The whole set of entries is to be restated word for word.

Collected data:
_ _ _ _ _
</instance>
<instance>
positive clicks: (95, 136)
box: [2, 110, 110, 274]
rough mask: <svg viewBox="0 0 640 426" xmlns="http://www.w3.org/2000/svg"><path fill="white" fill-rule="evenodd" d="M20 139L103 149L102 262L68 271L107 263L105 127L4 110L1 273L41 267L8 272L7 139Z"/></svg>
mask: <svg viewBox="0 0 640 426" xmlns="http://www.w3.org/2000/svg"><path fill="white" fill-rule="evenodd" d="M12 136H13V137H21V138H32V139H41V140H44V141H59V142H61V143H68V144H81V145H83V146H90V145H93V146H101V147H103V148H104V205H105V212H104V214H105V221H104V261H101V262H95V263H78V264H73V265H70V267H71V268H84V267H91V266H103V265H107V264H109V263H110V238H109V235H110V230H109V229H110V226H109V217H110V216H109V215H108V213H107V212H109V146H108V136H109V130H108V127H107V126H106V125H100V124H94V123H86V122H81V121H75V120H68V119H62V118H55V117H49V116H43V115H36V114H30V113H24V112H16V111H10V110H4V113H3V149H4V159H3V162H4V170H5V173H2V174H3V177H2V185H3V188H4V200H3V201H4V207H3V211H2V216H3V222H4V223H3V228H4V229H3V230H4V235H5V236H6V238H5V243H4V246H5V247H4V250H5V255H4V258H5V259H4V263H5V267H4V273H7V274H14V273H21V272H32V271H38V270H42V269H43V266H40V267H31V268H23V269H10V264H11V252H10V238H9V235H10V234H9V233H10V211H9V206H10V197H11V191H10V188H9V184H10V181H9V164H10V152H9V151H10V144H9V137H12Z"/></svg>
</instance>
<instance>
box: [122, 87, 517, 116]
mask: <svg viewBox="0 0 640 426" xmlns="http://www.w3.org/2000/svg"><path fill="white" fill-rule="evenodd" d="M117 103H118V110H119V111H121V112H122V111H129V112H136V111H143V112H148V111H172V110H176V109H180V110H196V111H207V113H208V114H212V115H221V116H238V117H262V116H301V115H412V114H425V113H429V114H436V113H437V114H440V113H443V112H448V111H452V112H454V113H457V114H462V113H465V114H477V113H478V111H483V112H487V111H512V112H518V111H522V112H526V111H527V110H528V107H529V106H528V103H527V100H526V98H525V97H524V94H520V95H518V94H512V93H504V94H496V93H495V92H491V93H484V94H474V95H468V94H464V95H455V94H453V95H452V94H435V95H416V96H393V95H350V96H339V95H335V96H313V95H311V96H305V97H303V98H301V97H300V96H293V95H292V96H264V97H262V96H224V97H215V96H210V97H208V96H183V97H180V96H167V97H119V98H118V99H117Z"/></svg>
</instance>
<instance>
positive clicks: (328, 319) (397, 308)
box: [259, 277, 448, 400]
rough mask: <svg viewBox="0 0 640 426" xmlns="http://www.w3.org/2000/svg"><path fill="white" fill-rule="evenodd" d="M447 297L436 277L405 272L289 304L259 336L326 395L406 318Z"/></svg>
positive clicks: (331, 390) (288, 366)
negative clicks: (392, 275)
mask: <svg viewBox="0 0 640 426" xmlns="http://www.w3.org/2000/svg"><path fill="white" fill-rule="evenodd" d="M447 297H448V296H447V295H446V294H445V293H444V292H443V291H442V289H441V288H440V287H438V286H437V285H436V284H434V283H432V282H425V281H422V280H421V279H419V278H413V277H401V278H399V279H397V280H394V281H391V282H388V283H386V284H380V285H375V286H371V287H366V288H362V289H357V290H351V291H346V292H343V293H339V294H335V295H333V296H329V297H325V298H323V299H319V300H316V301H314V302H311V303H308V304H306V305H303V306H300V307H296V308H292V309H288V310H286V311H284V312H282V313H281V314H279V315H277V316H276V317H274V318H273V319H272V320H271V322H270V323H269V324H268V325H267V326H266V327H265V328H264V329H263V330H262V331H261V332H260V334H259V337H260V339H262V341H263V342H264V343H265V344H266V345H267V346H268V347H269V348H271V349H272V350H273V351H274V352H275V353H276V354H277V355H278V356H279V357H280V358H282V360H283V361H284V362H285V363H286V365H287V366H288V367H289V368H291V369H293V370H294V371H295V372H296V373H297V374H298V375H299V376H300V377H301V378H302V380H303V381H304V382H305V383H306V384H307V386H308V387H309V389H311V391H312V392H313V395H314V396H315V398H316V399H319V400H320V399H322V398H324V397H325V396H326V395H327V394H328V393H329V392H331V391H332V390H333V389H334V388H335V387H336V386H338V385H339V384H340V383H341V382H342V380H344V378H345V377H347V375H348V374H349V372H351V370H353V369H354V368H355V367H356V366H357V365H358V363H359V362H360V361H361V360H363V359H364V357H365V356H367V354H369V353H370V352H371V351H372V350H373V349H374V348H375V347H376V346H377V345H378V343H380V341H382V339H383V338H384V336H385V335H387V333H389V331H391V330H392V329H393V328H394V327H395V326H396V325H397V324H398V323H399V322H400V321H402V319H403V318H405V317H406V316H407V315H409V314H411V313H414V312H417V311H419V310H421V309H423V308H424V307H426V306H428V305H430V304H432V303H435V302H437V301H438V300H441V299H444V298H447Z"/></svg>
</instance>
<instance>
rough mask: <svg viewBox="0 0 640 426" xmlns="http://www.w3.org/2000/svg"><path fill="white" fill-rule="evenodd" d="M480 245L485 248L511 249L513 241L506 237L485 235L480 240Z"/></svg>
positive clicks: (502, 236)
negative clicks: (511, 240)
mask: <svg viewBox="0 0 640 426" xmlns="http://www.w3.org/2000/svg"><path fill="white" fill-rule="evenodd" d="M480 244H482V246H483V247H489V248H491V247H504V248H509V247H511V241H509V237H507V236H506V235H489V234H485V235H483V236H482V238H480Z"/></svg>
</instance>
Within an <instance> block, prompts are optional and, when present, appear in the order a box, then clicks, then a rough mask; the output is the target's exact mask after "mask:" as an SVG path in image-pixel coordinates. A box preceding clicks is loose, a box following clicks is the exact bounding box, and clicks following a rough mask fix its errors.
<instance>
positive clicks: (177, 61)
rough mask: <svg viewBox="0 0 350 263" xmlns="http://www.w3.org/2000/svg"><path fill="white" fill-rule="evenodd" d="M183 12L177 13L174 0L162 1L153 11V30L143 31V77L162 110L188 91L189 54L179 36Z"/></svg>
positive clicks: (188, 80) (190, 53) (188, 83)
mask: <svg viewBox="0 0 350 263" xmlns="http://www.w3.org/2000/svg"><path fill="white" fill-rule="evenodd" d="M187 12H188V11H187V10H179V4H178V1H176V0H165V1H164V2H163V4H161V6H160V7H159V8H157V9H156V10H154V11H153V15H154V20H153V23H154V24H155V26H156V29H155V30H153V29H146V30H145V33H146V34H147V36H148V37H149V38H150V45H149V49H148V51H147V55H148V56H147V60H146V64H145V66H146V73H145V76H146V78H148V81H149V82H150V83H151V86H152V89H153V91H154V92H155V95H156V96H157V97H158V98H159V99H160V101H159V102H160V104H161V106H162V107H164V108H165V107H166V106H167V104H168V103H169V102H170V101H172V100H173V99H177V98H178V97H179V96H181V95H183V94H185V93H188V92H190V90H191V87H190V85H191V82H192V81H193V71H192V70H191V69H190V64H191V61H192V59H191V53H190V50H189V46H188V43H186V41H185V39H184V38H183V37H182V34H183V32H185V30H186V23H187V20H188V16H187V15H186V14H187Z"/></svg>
_ _ _ _ _
Task result:
</instance>
<instance>
positive clicks: (95, 136)
box: [2, 110, 110, 274]
rough mask: <svg viewBox="0 0 640 426" xmlns="http://www.w3.org/2000/svg"><path fill="white" fill-rule="evenodd" d="M20 139L103 149L102 262L68 271L107 263L105 127L4 110L1 273L41 267L8 272L7 139Z"/></svg>
mask: <svg viewBox="0 0 640 426" xmlns="http://www.w3.org/2000/svg"><path fill="white" fill-rule="evenodd" d="M12 136H13V137H21V138H32V139H41V140H44V141H59V142H61V143H68V144H81V145H83V146H90V145H93V146H101V147H103V148H104V205H105V212H104V214H105V221H104V261H101V262H95V263H78V264H73V265H70V267H71V268H84V267H91V266H103V265H107V264H109V263H110V238H109V235H110V230H109V229H110V226H109V217H110V216H109V215H108V213H107V212H109V146H108V136H109V130H108V127H107V126H106V125H100V124H94V123H86V122H81V121H75V120H68V119H62V118H55V117H49V116H43V115H36V114H30V113H24V112H16V111H10V110H4V113H3V149H4V159H3V162H4V170H5V173H2V174H3V177H2V185H3V188H4V200H3V201H4V207H3V211H2V216H3V222H4V223H3V228H4V229H3V230H4V235H5V236H6V238H5V243H4V246H5V247H4V250H5V255H4V258H5V259H4V263H5V267H4V273H7V274H14V273H21V272H32V271H38V270H42V269H43V266H40V267H31V268H23V269H10V264H11V252H10V238H9V235H10V234H9V233H10V211H9V206H10V197H11V191H10V188H9V184H10V181H9V164H10V152H9V151H10V144H9V137H12Z"/></svg>
</instance>
<instance>
box: [122, 87, 517, 116]
mask: <svg viewBox="0 0 640 426" xmlns="http://www.w3.org/2000/svg"><path fill="white" fill-rule="evenodd" d="M117 103H118V110H119V111H121V112H122V111H129V112H136V111H143V112H148V111H172V110H176V109H180V110H196V111H207V113H208V114H212V115H221V116H238V117H262V116H301V115H412V114H425V113H429V114H436V113H437V114H440V113H443V112H448V111H452V112H454V113H457V114H462V113H465V114H477V113H478V111H483V112H487V111H512V112H518V111H522V112H526V111H527V110H528V107H529V106H528V103H527V100H526V98H525V97H524V94H520V95H518V94H512V93H504V94H496V93H495V92H491V93H484V94H474V95H468V94H464V95H455V94H453V95H452V94H435V95H416V96H393V95H350V96H339V95H335V96H313V95H311V96H305V97H303V98H301V97H300V96H293V95H292V96H264V97H262V96H224V97H215V96H210V97H208V96H183V97H180V96H167V97H119V98H118V99H117Z"/></svg>
</instance>
<instance>
positive clicks: (328, 319) (397, 308)
box: [259, 277, 448, 400]
rough mask: <svg viewBox="0 0 640 426" xmlns="http://www.w3.org/2000/svg"><path fill="white" fill-rule="evenodd" d="M447 297L436 277L405 272L289 304L259 336L326 395L406 318Z"/></svg>
positive clicks: (331, 390) (288, 366)
negative clicks: (392, 275)
mask: <svg viewBox="0 0 640 426" xmlns="http://www.w3.org/2000/svg"><path fill="white" fill-rule="evenodd" d="M447 297H448V296H447V295H446V294H445V293H444V292H443V291H442V289H441V288H440V287H438V286H437V285H436V284H434V283H432V282H425V281H422V280H421V279H419V278H413V277H401V278H399V279H397V280H394V281H391V282H388V283H386V284H380V285H375V286H371V287H366V288H362V289H357V290H351V291H346V292H343V293H339V294H335V295H333V296H329V297H325V298H323V299H319V300H316V301H314V302H311V303H308V304H306V305H303V306H300V307H296V308H292V309H288V310H286V311H284V312H282V313H281V314H279V315H277V316H276V317H274V318H273V319H272V320H271V322H270V323H269V324H268V325H267V326H266V327H265V328H264V329H263V330H262V331H261V332H260V334H259V337H260V339H262V341H263V342H264V343H265V344H266V345H267V346H268V347H269V348H271V349H272V350H273V351H274V352H275V353H276V354H277V355H278V356H279V357H280V358H282V360H283V361H284V362H285V363H286V365H287V366H288V367H289V368H291V369H293V370H294V371H295V372H296V373H297V374H298V375H299V376H300V377H301V378H302V380H303V381H304V382H305V383H306V384H307V386H308V387H309V389H311V391H312V392H313V395H314V396H315V398H316V399H319V400H320V399H322V398H324V397H325V396H326V395H327V394H328V393H329V392H331V391H332V390H333V389H334V388H335V387H336V386H338V385H339V384H340V383H341V382H342V380H344V378H345V377H347V375H348V374H349V372H351V370H353V369H354V368H355V367H356V366H357V365H358V363H359V362H360V361H361V360H363V359H364V357H365V356H367V354H369V353H370V352H371V351H372V350H373V349H374V348H375V347H376V346H377V345H378V343H380V341H382V339H383V338H384V336H385V335H387V333H389V331H391V330H392V329H393V328H394V327H395V326H396V325H397V324H398V323H399V322H400V321H402V319H403V318H405V317H406V316H407V315H409V314H411V313H414V312H417V311H419V310H421V309H423V308H424V307H426V306H428V305H430V304H432V303H435V302H437V301H438V300H441V299H444V298H447Z"/></svg>
</instance>
<instance>
rough mask: <svg viewBox="0 0 640 426" xmlns="http://www.w3.org/2000/svg"><path fill="white" fill-rule="evenodd" d="M480 245L485 248L511 249L513 241L506 237L485 235L480 240Z"/></svg>
positive clicks: (502, 236)
negative clicks: (511, 240)
mask: <svg viewBox="0 0 640 426" xmlns="http://www.w3.org/2000/svg"><path fill="white" fill-rule="evenodd" d="M480 244H482V246H483V247H489V248H491V247H504V248H509V247H511V241H509V237H507V236H506V235H489V234H485V235H483V236H482V238H480Z"/></svg>
</instance>
Within an <instance> block, prompts are optional and, when present, appear in the order a box, then clicks, then a rough mask; the output is the target's exact mask after "mask:" as an SVG path in image-pixel coordinates. A box preceding clicks is loose, a box following clicks is the exact bounding box, and clicks following a rough mask fix its errors.
<instance>
positive clicks: (177, 61)
rough mask: <svg viewBox="0 0 350 263" xmlns="http://www.w3.org/2000/svg"><path fill="white" fill-rule="evenodd" d="M183 12L177 13L174 0L162 1L153 11V30L143 31V77L162 110L188 91L189 54L179 36Z"/></svg>
positive clicks: (188, 80) (190, 53) (188, 83)
mask: <svg viewBox="0 0 350 263" xmlns="http://www.w3.org/2000/svg"><path fill="white" fill-rule="evenodd" d="M187 12H188V11H187V10H179V4H178V1H176V0H165V1H164V2H163V4H161V6H160V7H159V8H157V9H156V10H154V11H153V15H154V20H153V23H154V24H155V26H156V29H155V30H153V29H146V30H145V33H146V34H147V36H148V37H149V38H150V45H149V49H148V51H147V55H148V56H147V60H146V64H145V66H146V73H145V76H146V78H148V81H149V82H150V83H151V86H152V89H153V91H154V92H155V95H156V96H157V97H158V98H159V99H160V101H159V102H160V104H161V106H162V107H164V108H165V107H166V106H167V104H168V103H169V102H170V101H172V100H173V99H177V98H178V97H179V96H181V95H183V94H185V93H188V92H190V90H191V87H190V85H191V82H192V81H193V71H192V70H191V69H190V64H191V61H192V59H191V53H190V50H189V46H188V43H186V41H185V39H184V38H183V37H182V34H183V32H185V30H186V23H187V20H188V16H187V15H186V14H187Z"/></svg>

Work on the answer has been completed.